[Extrait source]:

En lumière

L’exposition « Backstages » de Deborah Gigliotti

publié le 19 novembre 2020

L'exposition "Backstages" met en images les coulisses des cabarets burlesques, transformistes et “Drag” bruxellois. Pendant 5 ans, l’artiste a eu le privilège de capturer ce qui se passe derrière les rideaux, les cloisons, les escaliers et les murs qui séparent la scène des coulisses.

Si vous souhaitez acquérir une ou plusieurs de ces oeuvres, vous pouvez contacter directement l’artiste via cette adresse mail : debogigli@gmail.com

 

« La photo bleue »

Nous sommes une de ces journées de septembre où les jours raccourcissent, où la chaleur se pointe, nous faisant profiter d’un été indien. Je marche sur une des rues les plus prestigieuses de Paris, me dirigeant vers le Manko Cabaret. Face à moi, au loin, la tour Eiffel dans ce coucher de soleil aux couleurs rose et vif s’entremêle.

J’arrive devant le Manko, je monte les marches comme si je voulais savourer chaque instant. Cet endroit est magnifique, je regarde partout, le détail, le luxe est omniprésent. Ici, tout est parfait, le hasard n’a pas sa place, de nombreuses stars sont venues assister au spectacle comme Olivier Rousteing et Céline Dion. Jean biche m’accueille avec toute sa gentillesse et sa bienveillance habituelle, il me présente à chacun des artistes. Ils sont 6 au total ce soir-là. Les loges s’enfilent, chacun à sa place devant son miroir. C’est un jour important, très important. On sent la tension palpable, et pourtant c’est comme si elle n’existait pas. Après le dernier coup de make-up et la vérification de chaque détail qui fait la différence, je le suis, traversant les nombreux couloirs qui mènent à la scène.

[Exercices à réaliser]:
[1] Énumérez tout ce qui, d'après l'extrait, sépare la scène des coulisses.
[2] Traduisez en anglais cette phrase de l'extrait : « Jean biche m’accueille avec toute sa gentillesse et sa bienveillance habituelle, il me présente à chacun des artistes. »
[3] Recopiez fidèlement le passage de l'extrait qui va de « Si vous souhaitez » jusqu'à « et vif s’entremêle. » inclus.
Appuyez-vous uniquement sur l'extrait pour répondre.

[Données fournies]:
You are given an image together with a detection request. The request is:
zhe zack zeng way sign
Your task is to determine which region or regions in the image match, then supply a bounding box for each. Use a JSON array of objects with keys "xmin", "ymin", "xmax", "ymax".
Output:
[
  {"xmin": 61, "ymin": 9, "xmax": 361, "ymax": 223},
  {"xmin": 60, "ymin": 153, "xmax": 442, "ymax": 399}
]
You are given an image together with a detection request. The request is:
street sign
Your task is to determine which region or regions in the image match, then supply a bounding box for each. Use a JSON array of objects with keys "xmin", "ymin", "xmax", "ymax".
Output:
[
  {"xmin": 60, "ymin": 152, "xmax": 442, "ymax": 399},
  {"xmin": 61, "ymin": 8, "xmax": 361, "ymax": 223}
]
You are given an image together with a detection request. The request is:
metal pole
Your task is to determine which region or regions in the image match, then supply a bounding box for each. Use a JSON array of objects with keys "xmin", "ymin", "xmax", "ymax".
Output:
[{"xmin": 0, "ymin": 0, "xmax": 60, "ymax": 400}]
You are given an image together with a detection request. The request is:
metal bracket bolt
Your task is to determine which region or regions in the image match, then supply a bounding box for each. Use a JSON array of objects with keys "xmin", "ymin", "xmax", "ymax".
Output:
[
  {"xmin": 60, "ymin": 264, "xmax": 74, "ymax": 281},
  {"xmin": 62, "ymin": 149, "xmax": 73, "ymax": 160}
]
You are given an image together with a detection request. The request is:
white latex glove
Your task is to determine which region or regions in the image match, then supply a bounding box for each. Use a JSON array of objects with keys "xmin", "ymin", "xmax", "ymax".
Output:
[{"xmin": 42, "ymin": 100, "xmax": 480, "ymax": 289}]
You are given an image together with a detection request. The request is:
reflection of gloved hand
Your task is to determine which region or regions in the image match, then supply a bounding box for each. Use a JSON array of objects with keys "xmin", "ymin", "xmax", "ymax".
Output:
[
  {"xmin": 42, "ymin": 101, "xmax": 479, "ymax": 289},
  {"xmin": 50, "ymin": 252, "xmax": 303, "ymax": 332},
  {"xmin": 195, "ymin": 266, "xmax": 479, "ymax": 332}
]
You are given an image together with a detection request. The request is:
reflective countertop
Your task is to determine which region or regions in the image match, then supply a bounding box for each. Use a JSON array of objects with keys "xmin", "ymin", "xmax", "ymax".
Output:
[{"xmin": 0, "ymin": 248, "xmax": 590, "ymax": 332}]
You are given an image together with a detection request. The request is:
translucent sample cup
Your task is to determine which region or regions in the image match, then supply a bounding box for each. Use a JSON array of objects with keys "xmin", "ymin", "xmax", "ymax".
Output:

[Réponses par exercice]:
[1] Les rideaux, les cloisons, les escaliers et les murs.

[2] Jean biche welcomes me with all his usual kindness and goodwill, and he introduces me to each of the artists.

[3]
Si vous souhaitez acquérir une ou plusieurs de ces oeuvres, vous pouvez contacter directement l’artiste via cette adresse mail : debogigli@gmail.com

 

« La photo bleue »

Nous sommes une de ces journées de septembre où les jours raccourcissent, où la chaleur se pointe, nous faisant profiter d’un été indien. Je marche sur une des rues les plus prestigieuses de Paris, me dirigeant vers le Manko Cabaret. Face à moi, au loin, la tour Eiffel dans ce coucher de soleil aux couleurs rose et vif s’entremêle.